- TE DOEN -
1. Welke bestuursorganen en bewindspersonen worden in de tekst over naturalisatie genoemd?
2. Pak de tekst over naturalisatie op na de laatste zin en schrijf hem verder.

- AANGELEVERDE TEKST -
□ □ □ □ □
Wetsvoorstel: strengere eisen voor naturalisatie
Het kabinet streeft er naar dat iedereen zoveel mogelijk over één nationaliteit beschikt. Uitzonderingen vervallen, behalve als het afstand doen van de andere nationaliteit niet mogelijk is.
Wie wil naturaliseren tot Nederlander moet in de toekomst ook voldoende inkomsten en opleiding hebben.
Dat blijkt uit het wetsvoorstel tot aanscherping van de Rijkswet op het Nederlanderschap waarmee de Rijksministerraad op voorstel van minister Spies van Binnenlandse Zaken en Koninkrijksrelaties heeft ingestemd. De aanscherpingen zijn een uitwerking van de afspraken in het regeerakkoord.
□ □ □ □ □
- AANGELEVERDE RIJEN -
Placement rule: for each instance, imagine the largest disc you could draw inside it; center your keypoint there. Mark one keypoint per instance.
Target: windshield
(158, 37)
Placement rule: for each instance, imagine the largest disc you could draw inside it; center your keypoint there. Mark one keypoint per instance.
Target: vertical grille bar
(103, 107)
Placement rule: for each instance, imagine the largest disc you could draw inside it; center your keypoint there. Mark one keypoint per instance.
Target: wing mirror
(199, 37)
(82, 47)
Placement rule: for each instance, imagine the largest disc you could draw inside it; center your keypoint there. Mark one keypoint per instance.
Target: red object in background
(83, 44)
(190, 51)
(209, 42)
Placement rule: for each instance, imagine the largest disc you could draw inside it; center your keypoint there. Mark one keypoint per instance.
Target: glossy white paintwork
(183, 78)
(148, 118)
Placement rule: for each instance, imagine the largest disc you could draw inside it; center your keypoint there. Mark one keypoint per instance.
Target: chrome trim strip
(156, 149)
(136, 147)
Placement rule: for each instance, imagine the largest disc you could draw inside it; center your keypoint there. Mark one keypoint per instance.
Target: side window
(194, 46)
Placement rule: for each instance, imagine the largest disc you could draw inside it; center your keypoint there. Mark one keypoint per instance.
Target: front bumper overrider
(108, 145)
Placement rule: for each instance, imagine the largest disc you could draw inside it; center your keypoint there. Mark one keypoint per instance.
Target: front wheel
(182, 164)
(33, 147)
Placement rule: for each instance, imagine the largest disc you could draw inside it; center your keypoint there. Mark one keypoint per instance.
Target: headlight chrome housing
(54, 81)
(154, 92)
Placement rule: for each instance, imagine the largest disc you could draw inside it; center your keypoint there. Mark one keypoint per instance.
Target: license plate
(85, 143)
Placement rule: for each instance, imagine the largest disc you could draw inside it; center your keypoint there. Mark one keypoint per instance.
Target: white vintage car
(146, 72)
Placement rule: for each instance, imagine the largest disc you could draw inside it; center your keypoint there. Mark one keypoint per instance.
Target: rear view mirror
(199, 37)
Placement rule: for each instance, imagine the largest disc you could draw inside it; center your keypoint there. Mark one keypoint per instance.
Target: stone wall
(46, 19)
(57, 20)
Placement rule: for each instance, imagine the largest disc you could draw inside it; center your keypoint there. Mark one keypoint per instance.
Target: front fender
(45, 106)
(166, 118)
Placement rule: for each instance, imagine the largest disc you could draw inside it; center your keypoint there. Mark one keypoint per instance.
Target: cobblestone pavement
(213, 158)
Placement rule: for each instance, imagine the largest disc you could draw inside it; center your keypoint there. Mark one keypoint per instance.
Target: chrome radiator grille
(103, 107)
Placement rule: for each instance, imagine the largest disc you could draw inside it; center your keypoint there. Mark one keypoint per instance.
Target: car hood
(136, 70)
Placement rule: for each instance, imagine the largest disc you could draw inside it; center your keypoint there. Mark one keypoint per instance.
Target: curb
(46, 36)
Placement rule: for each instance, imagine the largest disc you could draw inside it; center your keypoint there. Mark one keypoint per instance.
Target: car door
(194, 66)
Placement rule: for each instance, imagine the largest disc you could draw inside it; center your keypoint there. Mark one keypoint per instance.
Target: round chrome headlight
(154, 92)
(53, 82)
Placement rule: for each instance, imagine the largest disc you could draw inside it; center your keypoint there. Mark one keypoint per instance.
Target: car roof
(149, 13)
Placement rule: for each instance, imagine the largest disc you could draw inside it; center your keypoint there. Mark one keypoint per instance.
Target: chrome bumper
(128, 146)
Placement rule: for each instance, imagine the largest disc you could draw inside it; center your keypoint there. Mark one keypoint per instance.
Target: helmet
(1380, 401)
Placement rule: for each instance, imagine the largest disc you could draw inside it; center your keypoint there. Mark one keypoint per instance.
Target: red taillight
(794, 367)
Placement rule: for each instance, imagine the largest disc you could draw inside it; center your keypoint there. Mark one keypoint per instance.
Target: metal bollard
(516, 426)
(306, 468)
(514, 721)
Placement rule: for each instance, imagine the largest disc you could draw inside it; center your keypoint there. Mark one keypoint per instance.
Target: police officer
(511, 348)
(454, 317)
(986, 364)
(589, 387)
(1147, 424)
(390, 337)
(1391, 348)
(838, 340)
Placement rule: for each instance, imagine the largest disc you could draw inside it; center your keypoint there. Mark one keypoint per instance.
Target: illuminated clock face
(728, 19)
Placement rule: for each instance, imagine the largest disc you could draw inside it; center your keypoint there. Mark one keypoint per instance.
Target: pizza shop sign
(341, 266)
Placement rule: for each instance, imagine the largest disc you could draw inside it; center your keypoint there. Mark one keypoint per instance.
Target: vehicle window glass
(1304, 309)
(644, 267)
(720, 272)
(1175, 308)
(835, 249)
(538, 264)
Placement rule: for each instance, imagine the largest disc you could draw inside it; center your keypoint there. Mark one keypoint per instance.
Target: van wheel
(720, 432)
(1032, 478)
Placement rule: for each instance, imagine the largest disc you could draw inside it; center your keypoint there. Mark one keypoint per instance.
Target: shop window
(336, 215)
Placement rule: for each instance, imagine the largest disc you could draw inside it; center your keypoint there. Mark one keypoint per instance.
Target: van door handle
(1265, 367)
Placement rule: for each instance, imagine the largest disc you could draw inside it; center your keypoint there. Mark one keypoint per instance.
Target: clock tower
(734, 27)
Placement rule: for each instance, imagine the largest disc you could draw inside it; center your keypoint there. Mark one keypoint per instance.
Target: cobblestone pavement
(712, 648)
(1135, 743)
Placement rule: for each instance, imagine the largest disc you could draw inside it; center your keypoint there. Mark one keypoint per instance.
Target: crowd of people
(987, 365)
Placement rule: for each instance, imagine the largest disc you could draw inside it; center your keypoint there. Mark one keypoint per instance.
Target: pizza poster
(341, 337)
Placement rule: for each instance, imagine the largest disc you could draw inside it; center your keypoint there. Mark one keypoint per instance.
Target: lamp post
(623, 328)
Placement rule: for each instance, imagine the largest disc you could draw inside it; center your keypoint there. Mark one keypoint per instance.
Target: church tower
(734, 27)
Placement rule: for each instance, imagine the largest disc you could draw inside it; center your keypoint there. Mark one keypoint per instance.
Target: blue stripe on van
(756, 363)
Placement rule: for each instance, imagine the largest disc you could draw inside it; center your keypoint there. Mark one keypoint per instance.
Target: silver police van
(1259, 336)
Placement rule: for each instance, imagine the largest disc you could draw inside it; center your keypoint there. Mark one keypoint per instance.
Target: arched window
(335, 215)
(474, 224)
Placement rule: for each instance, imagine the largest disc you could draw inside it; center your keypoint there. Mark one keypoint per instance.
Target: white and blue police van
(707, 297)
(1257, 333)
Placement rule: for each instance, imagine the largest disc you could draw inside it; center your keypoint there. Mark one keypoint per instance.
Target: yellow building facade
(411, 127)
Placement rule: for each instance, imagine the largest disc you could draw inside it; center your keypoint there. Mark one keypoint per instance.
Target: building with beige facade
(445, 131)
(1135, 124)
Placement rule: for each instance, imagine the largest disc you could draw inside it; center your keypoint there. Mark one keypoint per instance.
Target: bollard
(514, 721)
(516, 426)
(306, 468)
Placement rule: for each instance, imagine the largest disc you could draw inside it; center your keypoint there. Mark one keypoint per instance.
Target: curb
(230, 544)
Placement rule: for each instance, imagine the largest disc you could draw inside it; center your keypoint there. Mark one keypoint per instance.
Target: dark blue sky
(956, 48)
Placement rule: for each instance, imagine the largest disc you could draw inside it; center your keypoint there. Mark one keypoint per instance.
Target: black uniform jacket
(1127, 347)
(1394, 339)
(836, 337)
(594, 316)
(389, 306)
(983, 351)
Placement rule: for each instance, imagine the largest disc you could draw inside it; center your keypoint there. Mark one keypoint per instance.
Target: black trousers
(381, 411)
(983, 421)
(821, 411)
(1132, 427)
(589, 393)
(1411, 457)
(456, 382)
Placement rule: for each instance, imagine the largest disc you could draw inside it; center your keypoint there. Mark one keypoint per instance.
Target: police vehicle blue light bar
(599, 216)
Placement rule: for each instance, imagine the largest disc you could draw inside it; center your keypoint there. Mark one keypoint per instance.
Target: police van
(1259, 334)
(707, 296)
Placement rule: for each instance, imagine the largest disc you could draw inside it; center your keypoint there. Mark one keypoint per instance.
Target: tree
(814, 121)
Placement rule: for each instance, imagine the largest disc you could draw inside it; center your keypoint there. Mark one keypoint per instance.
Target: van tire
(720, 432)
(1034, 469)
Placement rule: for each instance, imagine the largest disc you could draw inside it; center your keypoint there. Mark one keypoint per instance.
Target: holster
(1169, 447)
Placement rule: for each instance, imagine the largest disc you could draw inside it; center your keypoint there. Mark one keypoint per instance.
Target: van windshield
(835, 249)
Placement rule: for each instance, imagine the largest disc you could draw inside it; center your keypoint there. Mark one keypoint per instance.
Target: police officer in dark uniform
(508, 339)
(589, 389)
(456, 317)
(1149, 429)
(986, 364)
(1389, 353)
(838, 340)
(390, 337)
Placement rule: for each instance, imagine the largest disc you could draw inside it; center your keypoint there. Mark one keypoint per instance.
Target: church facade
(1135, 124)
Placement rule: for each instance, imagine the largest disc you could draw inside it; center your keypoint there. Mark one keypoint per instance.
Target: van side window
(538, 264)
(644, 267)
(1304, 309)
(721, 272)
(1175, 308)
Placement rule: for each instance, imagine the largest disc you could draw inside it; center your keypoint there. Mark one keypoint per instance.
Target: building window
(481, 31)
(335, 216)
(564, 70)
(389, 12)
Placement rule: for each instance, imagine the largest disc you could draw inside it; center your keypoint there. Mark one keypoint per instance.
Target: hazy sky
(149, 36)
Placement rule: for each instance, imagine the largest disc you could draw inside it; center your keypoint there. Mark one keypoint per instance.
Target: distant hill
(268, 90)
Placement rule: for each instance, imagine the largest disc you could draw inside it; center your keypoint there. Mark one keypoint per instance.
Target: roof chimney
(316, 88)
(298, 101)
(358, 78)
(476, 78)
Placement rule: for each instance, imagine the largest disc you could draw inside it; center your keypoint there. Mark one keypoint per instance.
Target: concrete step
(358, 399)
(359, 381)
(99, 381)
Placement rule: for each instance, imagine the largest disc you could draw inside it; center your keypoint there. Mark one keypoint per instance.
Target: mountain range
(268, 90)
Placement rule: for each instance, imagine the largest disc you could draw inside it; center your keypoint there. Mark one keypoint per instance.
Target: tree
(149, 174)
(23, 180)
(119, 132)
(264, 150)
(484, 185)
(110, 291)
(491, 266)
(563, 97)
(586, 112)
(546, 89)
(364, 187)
□ □ □ □ □
- ANTWOORDEN PER OPDRACHT -
1.
- het kabinet
- de Rijksministerraad
- minister Spies van Binnenlandse Zaken en Koninkrijksrelaties

2.
Het kabinet streeft er naar dat iedereen zoveel mogelijk over één nationaliteit beschikt. Door de aanscherping van de afstandplicht zal iedereen zoveel mogelijk één nationaliteit hebben. Zo verliezen ook Nederlanders die vrijwillig een andere nationaliteit aannemen, automatisch het Nederlanderschap. Het is en blijft aan iedereen zelf om een afweging te maken tussen het behoud van de oorspronkelijke nationaliteit en het aanvaarden van een andere nationaliteit. De wet heeft alleen werking voor toekomstige gevallen. Nederlanders die nu een meervoudige nationaliteit hebben verliezen het Nederlanderschap niet.
Het wetsvoorstel regelt verder het invoeren van inkomens- en opleidingeisen voordat aanspraak bestaat op de Nederlandse nationaliteit. Het gezinsinkomen moet minstens het minimumloon in Nederland (of Aruba, Curaçao, Sint Maarten) zijn. Daarnaast moeten vreemdelingen aantonen dat ze twee jaar een beroepsopleiding of werkervaring hebben.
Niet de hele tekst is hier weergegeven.